▸ Task instructions:
In the items below, turn the lines between the one containing "Reviewer note: verify that every instance of the palm" and the one containing "column 84, row 319", inclusive, into a numbered list. Leave out any blank lines.

▸ Data in this exercise:
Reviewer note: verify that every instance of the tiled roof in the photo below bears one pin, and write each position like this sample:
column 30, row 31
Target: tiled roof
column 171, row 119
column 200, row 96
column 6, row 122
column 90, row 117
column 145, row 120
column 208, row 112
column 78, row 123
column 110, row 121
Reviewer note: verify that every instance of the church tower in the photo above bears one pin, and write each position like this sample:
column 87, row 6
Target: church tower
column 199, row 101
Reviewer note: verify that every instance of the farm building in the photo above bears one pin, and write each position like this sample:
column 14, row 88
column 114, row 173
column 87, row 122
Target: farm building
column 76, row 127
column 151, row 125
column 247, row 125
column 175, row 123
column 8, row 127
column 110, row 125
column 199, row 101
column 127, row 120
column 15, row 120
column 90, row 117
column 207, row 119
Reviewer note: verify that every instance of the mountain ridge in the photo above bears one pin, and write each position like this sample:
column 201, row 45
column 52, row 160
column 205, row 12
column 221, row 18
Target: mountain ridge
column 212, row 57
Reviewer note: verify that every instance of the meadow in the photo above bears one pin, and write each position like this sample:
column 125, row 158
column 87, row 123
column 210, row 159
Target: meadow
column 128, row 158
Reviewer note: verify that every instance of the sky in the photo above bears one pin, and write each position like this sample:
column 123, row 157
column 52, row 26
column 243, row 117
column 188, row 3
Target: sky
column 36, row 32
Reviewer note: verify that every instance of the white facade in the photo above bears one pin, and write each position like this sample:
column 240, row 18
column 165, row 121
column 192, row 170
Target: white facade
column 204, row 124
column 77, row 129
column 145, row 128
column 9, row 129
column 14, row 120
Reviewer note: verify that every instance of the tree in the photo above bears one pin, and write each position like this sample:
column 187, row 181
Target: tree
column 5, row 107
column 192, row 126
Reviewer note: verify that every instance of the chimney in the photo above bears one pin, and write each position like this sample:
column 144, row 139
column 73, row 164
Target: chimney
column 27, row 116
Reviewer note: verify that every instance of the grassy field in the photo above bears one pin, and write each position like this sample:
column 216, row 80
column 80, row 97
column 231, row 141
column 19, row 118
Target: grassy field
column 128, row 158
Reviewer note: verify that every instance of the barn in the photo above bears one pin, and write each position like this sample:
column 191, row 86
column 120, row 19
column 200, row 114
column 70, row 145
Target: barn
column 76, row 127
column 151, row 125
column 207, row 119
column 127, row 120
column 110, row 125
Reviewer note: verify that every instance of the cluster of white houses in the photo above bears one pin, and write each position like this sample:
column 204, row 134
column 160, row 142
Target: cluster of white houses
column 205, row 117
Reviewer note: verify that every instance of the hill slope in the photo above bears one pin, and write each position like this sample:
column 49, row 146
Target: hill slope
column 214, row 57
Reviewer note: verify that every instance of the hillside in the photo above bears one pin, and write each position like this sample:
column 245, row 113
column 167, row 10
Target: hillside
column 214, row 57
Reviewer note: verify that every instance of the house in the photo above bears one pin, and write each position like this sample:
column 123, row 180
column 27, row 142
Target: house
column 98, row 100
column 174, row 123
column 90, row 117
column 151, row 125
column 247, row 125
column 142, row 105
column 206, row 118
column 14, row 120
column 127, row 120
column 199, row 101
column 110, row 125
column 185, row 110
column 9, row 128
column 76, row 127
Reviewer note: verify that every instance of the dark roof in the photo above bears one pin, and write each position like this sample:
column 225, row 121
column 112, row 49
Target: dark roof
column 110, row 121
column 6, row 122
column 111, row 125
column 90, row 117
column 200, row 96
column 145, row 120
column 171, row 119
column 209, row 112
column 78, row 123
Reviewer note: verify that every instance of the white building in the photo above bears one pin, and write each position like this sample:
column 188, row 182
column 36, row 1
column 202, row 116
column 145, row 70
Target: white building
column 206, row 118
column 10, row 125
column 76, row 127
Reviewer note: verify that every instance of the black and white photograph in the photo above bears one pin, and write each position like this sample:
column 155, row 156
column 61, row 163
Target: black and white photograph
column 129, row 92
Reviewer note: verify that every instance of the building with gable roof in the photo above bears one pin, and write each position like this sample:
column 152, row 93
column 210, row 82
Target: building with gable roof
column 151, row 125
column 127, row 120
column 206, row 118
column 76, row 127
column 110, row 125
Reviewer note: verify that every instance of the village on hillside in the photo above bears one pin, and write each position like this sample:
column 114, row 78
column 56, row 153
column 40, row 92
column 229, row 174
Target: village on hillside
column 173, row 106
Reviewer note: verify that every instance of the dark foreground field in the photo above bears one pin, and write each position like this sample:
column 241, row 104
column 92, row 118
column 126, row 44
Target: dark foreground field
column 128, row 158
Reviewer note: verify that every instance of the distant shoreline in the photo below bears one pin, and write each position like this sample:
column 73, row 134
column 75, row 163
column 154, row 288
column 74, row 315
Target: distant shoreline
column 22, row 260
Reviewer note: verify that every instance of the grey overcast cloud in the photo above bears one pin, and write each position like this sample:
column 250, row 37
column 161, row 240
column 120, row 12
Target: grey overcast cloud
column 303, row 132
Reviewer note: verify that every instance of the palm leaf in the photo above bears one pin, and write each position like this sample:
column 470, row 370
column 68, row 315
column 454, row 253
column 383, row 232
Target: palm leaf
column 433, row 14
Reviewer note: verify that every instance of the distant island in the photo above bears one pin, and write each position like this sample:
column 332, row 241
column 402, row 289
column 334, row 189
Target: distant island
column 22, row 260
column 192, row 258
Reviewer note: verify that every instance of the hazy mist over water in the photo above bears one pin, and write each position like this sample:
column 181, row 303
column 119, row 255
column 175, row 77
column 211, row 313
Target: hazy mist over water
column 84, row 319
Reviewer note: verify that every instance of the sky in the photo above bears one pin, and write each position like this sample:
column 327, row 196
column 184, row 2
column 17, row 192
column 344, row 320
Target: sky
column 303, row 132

▸ Complete output:
1. Reviewer note: verify that every instance of the palm leaf in the photo above bears one pin, and write each position like this sample:
2. column 470, row 370
3. column 68, row 315
4. column 454, row 253
5. column 383, row 232
6. Target: palm leaf
7. column 433, row 14
8. Reviewer note: verify that every instance of the distant island in the photo above bears one pin, and write each position like this sample:
9. column 332, row 241
10. column 402, row 289
11. column 334, row 189
12. Target: distant island
13. column 22, row 260
14. column 192, row 258
15. Reviewer note: verify that every instance of the hazy mist over water in the photo above bears one pin, and write each position like this sample:
16. column 181, row 303
17. column 119, row 255
18. column 175, row 77
19. column 211, row 313
20. Target: hazy mist over water
21. column 84, row 319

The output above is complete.